Task item: In your answer, transcribe all of the data exactly.

[Items from a data source]
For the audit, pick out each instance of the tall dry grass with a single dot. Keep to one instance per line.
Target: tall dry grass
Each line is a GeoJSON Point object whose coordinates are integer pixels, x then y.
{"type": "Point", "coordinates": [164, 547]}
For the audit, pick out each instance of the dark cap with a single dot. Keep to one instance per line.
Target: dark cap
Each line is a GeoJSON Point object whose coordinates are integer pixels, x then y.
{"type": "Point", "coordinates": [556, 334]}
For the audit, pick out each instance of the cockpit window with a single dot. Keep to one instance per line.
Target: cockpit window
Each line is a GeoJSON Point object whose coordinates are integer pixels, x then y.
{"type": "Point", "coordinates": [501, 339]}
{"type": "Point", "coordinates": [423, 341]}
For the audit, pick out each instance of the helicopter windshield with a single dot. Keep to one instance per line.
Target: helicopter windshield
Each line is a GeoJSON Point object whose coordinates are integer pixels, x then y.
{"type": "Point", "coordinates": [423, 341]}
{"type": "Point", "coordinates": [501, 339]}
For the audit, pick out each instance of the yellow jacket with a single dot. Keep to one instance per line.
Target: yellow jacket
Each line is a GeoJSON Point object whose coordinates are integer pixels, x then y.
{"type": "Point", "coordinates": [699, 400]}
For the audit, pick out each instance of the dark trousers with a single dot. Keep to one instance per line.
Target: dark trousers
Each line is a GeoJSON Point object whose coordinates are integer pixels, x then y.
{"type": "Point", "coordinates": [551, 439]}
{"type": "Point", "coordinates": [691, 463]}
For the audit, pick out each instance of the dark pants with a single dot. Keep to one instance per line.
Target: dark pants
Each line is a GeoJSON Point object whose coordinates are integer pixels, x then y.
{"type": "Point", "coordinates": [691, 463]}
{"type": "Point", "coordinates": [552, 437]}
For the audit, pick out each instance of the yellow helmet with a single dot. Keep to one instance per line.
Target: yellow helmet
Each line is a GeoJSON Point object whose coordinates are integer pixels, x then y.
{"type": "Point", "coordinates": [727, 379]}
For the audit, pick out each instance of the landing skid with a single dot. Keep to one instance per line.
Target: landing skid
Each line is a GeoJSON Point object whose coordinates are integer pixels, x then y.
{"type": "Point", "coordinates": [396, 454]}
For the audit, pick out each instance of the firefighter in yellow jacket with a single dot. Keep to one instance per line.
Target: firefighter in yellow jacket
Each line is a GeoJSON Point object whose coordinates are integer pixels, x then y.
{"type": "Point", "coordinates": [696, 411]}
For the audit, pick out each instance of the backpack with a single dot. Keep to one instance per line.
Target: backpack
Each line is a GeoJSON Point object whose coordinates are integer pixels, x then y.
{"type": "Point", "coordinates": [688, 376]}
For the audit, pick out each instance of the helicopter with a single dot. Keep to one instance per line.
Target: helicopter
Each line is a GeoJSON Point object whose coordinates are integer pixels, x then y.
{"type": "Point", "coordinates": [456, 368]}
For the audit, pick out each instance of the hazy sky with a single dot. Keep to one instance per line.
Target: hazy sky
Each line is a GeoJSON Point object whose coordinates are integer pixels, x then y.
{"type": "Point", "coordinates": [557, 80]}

Final answer:
For the audit, pick out each instance of the tall dry grass with a single dot. Keep to one instance per line.
Target: tall dry grass
Each line is a GeoJSON Point object whose coordinates are integer pixels, x then y.
{"type": "Point", "coordinates": [164, 547]}
For the audit, pick out each instance of the dark cap with a single dot. Keep to one instance per line.
Target: dark cap
Each line is a GeoJSON Point object whose coordinates are integer pixels, x then y.
{"type": "Point", "coordinates": [556, 334]}
For the audit, pick out each instance of the cockpit window with a single dot. Keep to one instance per line.
Target: cockpit window
Each line is a GeoJSON Point object whose coordinates are integer pixels, x then y.
{"type": "Point", "coordinates": [501, 339]}
{"type": "Point", "coordinates": [423, 341]}
For the audit, pick out each instance of the helicopter windshield with a single dot. Keep to one instance per line.
Target: helicopter windshield
Each line is a GeoJSON Point object whose coordinates are integer pixels, x then y.
{"type": "Point", "coordinates": [423, 341]}
{"type": "Point", "coordinates": [501, 339]}
For the audit, pick out each instance of the yellow jacket with a single dot. Keep to one instance per line.
Target: yellow jacket
Each line is a GeoJSON Point object whose coordinates are integer pixels, x then y.
{"type": "Point", "coordinates": [699, 400]}
For the audit, pick out each instance of the dark trousers with a single dot. Keep to one instance per line.
Target: dark trousers
Each line is a GeoJSON Point object whose coordinates are integer pixels, x then y.
{"type": "Point", "coordinates": [551, 439]}
{"type": "Point", "coordinates": [691, 463]}
For the audit, pick out each instance of the dark pants with a single dot. Keep to one instance per line.
Target: dark pants
Each line is a GeoJSON Point object whose coordinates are integer pixels, x then y.
{"type": "Point", "coordinates": [691, 463]}
{"type": "Point", "coordinates": [552, 437]}
For the audit, pick out each instance of the yellow helmet with a single dot. Keep to one instance per line.
Target: yellow helmet
Each line is a GeoJSON Point object whose coordinates are integer pixels, x then y.
{"type": "Point", "coordinates": [727, 379]}
For the audit, pick out each instance of the landing skid with a single dot. Keep to one instance per line.
Target: landing skid
Each line is a GeoJSON Point object whose coordinates are integer pixels, x then y.
{"type": "Point", "coordinates": [396, 454]}
For the audit, pick out each instance of the firefighter in yellow jacket with a single dot. Keep to one instance per line.
Target: firefighter in yellow jacket
Each line is a GeoJSON Point object whose coordinates are integer pixels, x then y.
{"type": "Point", "coordinates": [696, 411]}
For the audit, pick out each instance of the backpack with a single dot. Keep to one instance per line.
Target: backpack
Each line is a GeoJSON Point object whose coordinates are integer pixels, x then y.
{"type": "Point", "coordinates": [688, 376]}
For the audit, pick out each instance of the helicopter with a single dot. Keep to one instance per line.
Target: helicopter
Each line is a GeoJSON Point object whose coordinates are integer pixels, x then y.
{"type": "Point", "coordinates": [456, 368]}
For the audit, pick out each instance of the hazy sky with a single dot. Keep to one instance per line.
Target: hazy sky
Each line is a GeoJSON Point object whose coordinates are integer pixels, x then y.
{"type": "Point", "coordinates": [557, 80]}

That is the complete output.